* Data shown *
Segment Open
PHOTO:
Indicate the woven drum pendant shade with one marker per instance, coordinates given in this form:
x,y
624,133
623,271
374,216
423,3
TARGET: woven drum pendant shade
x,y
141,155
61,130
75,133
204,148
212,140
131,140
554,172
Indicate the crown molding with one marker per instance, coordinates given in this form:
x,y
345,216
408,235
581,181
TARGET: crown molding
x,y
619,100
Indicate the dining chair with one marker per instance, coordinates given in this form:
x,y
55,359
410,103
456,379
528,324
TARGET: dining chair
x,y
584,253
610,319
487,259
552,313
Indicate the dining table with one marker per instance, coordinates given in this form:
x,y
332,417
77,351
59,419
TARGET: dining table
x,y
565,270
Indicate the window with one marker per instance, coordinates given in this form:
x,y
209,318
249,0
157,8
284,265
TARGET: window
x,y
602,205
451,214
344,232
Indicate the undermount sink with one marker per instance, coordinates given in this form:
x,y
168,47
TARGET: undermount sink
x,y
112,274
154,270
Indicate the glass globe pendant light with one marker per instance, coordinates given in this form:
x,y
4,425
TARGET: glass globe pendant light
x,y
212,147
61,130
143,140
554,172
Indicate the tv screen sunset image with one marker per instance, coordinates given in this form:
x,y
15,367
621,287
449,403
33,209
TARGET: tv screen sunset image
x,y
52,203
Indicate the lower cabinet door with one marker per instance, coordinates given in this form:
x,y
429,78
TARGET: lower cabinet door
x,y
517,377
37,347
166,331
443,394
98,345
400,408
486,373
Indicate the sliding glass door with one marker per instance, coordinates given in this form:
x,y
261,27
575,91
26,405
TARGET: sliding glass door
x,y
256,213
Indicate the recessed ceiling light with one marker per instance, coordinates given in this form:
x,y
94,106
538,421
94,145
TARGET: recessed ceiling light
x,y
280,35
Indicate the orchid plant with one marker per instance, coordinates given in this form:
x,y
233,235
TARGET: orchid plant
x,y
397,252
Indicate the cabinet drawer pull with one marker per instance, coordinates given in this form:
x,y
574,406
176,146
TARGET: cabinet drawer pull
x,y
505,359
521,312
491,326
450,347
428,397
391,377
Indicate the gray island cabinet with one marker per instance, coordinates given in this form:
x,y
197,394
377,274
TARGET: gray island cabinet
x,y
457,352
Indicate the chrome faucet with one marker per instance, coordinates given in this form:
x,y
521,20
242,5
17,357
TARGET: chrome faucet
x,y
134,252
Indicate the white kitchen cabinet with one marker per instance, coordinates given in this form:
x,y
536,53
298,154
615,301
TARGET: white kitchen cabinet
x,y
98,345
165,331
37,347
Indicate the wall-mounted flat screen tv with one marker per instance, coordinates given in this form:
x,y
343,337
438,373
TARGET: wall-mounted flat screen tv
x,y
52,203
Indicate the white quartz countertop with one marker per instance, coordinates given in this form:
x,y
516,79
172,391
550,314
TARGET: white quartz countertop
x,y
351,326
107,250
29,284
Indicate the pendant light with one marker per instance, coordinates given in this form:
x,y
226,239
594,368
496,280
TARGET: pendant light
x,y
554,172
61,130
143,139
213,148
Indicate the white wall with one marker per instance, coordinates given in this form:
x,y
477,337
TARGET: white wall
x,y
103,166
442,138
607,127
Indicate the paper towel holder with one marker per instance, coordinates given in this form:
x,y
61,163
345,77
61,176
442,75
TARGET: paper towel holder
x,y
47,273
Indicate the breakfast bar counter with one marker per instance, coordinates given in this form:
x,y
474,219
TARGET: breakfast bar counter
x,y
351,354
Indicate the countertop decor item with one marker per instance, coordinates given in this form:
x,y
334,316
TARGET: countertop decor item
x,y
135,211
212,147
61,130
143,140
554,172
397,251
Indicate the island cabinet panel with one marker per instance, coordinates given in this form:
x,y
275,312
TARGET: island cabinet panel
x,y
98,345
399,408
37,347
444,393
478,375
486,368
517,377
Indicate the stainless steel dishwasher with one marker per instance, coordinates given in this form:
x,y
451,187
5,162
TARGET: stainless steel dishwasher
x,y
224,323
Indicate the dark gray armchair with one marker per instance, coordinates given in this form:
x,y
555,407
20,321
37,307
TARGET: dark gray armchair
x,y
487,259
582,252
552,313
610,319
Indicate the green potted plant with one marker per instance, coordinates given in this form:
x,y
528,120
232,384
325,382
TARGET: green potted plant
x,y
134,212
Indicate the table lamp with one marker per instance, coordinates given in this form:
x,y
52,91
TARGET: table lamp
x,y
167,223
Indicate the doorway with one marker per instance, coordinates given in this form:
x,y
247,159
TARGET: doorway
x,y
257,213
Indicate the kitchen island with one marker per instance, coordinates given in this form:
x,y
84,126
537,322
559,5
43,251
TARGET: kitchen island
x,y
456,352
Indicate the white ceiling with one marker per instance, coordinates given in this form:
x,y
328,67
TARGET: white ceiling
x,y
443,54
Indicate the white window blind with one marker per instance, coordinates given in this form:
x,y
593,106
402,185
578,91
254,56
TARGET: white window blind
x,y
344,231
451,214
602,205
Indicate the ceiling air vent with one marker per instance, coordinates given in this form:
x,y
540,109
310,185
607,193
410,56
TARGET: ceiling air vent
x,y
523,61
Segment Closed
Segment Open
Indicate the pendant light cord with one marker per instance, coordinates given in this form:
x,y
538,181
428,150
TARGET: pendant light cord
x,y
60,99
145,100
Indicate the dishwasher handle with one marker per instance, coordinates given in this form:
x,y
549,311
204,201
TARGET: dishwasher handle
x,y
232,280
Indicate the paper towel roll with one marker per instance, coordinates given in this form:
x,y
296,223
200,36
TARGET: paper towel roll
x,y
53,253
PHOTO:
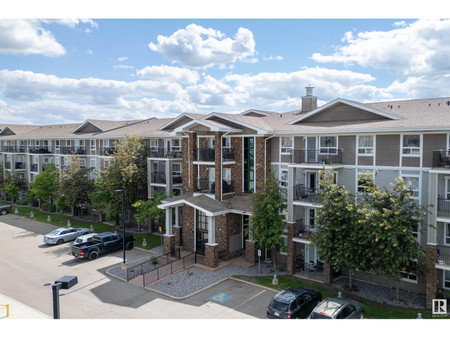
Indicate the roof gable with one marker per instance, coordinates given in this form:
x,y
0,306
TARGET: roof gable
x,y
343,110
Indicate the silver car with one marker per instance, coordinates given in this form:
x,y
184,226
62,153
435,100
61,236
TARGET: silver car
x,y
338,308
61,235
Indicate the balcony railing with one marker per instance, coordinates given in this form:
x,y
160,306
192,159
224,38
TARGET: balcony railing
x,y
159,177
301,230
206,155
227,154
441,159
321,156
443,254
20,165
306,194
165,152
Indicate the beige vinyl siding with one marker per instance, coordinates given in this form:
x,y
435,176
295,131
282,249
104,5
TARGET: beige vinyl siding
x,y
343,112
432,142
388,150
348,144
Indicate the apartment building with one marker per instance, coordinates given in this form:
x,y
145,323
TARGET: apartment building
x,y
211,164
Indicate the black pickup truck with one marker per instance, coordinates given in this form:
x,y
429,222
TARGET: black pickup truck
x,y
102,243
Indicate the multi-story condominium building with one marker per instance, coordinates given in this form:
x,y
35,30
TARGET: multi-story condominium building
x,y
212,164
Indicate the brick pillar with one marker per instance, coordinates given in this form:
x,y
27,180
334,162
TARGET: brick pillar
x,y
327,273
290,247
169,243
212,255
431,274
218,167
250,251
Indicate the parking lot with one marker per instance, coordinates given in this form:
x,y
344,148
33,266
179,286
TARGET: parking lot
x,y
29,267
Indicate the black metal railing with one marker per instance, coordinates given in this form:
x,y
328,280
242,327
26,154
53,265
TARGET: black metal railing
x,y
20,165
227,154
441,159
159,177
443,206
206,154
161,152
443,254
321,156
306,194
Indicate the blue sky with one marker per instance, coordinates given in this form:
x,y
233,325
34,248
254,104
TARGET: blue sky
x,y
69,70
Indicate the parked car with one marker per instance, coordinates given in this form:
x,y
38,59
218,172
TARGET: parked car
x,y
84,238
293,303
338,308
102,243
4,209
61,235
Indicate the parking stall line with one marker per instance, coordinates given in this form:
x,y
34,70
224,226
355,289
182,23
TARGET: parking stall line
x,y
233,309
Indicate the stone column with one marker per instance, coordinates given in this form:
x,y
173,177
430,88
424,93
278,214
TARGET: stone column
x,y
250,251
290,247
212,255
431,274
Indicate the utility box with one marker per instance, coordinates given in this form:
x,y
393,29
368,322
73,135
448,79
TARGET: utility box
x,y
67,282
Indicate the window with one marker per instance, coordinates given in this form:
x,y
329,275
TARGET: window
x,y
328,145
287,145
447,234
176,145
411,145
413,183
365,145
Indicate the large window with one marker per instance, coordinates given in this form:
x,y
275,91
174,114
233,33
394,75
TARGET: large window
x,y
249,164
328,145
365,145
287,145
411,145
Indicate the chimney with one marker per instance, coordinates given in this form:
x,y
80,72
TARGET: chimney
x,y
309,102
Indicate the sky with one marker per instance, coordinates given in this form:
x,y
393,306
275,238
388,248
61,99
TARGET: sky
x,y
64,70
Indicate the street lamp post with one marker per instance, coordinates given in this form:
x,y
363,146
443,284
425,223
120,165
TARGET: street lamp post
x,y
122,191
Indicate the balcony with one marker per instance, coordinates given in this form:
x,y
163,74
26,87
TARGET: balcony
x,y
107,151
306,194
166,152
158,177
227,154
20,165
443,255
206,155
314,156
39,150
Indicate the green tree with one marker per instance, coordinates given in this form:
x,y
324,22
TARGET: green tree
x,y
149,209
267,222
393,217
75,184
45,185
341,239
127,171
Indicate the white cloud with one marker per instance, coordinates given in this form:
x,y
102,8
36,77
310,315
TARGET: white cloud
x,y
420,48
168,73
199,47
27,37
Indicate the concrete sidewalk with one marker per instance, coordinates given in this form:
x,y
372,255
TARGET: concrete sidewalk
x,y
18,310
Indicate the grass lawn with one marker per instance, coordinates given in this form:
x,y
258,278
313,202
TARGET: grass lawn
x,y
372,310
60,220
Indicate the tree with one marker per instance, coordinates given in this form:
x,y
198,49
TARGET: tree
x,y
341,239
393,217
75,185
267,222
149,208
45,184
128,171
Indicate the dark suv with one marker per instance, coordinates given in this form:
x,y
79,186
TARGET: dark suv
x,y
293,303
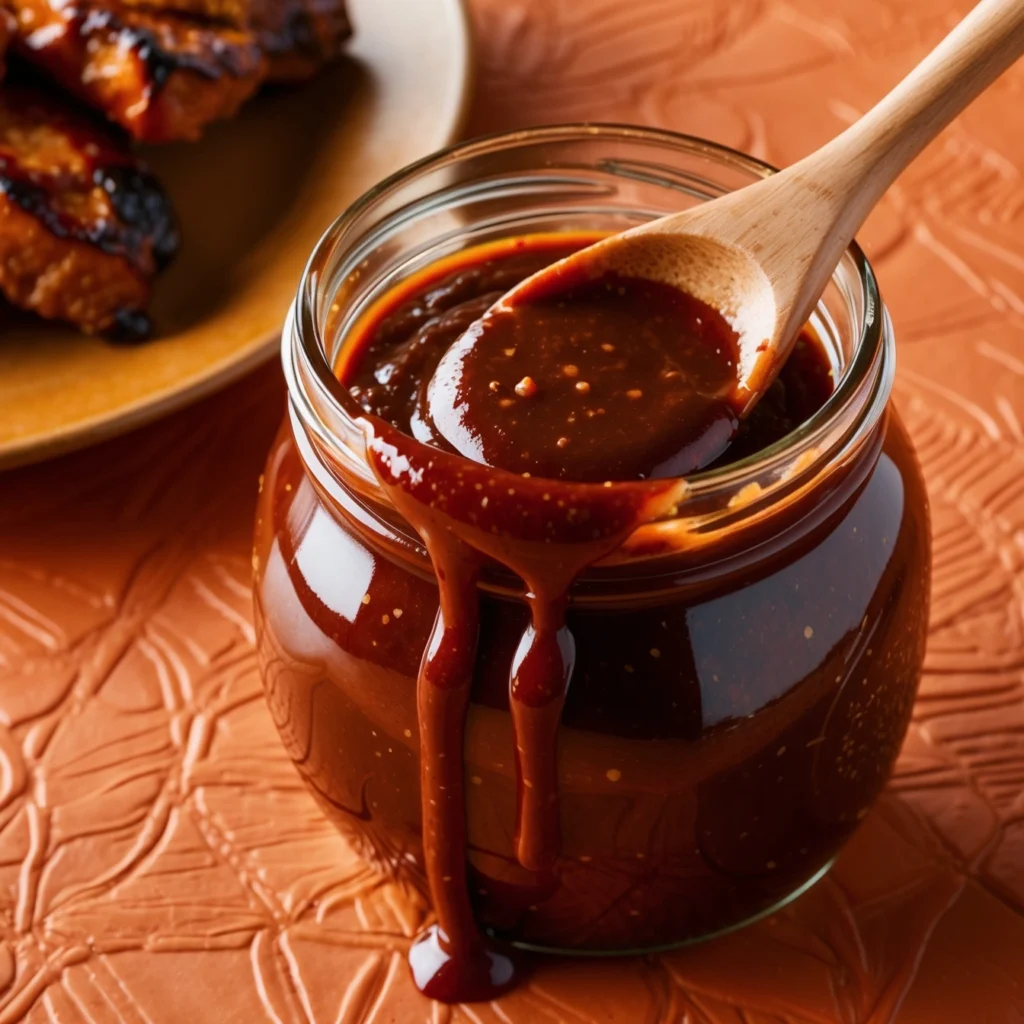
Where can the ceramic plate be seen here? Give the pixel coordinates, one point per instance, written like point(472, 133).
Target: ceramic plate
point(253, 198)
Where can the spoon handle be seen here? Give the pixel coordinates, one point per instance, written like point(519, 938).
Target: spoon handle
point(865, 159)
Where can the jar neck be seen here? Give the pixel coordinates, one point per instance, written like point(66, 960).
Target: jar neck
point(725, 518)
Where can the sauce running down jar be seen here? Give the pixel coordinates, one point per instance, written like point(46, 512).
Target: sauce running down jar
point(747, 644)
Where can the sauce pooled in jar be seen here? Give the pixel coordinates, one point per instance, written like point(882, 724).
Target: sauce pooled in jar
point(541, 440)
Segment Closed
* What you should do *
Each line above from the one with "Indicate the wall-mounted" up to and including the one with "Indicate the doorway" must be set down exactly, and no line outside that span may appear.

* Response box *
Indicate the wall-mounted flat screen tv with one marker per instance, coordinates given in this form:
x,y
343,337
438,373
TARGET: wall-mounted flat screen tv
x,y
52,203
Indicate the white quartz countertop with one marker per instance, coordinates given in this form:
x,y
516,79
172,391
550,314
TARGET: white quartz countertop
x,y
351,326
107,250
29,284
Indicate the pendant light with one marker per instance, coordinates given in this form:
x,y
226,239
594,368
496,280
TARGET: pendant light
x,y
554,172
61,130
143,139
213,148
Indicate the white wall with one marker per instance, coordinates given in this form:
x,y
477,337
TARGET: white wall
x,y
103,166
442,138
607,127
Indicate the paper towel holder with one marker per instance, coordinates given in this form:
x,y
61,163
345,77
61,176
442,75
TARGET: paper towel holder
x,y
47,273
Indicate the breakfast bar counter with one marker per instance, coordinates given in this form:
x,y
474,219
TARGET: breakfast bar counter
x,y
351,354
Indicate the countertop decor item with one marker per instance, coordinates given in this form:
x,y
334,316
TARGET: countertop decor item
x,y
135,211
212,147
61,130
143,140
554,172
397,251
Indicate the island cabinet panel with one marker per instance, coordinates given in this form:
x,y
275,312
TARGET: island cabinet panel
x,y
98,345
399,408
37,347
444,393
478,375
486,368
517,377
Indicate the stainless steel dishwasher with one marker per instance, coordinates given in this form:
x,y
451,187
5,162
TARGET: stainless steel dishwasher
x,y
224,323
Indicate the dark gray armchair with one marker per instance, coordinates given in this form:
x,y
555,407
20,321
37,307
TARGET: dark gray armchair
x,y
487,259
582,252
552,313
610,319
Indicate the green potted plant with one marker per instance, coordinates given in this form:
x,y
528,120
232,384
325,382
TARGET: green potted plant
x,y
134,212
Indicate the table lamp with one marker per instance, coordinates given in this form:
x,y
52,91
TARGET: table lamp
x,y
167,223
Indicate the doorway with one marker per instance, coordinates given in this form:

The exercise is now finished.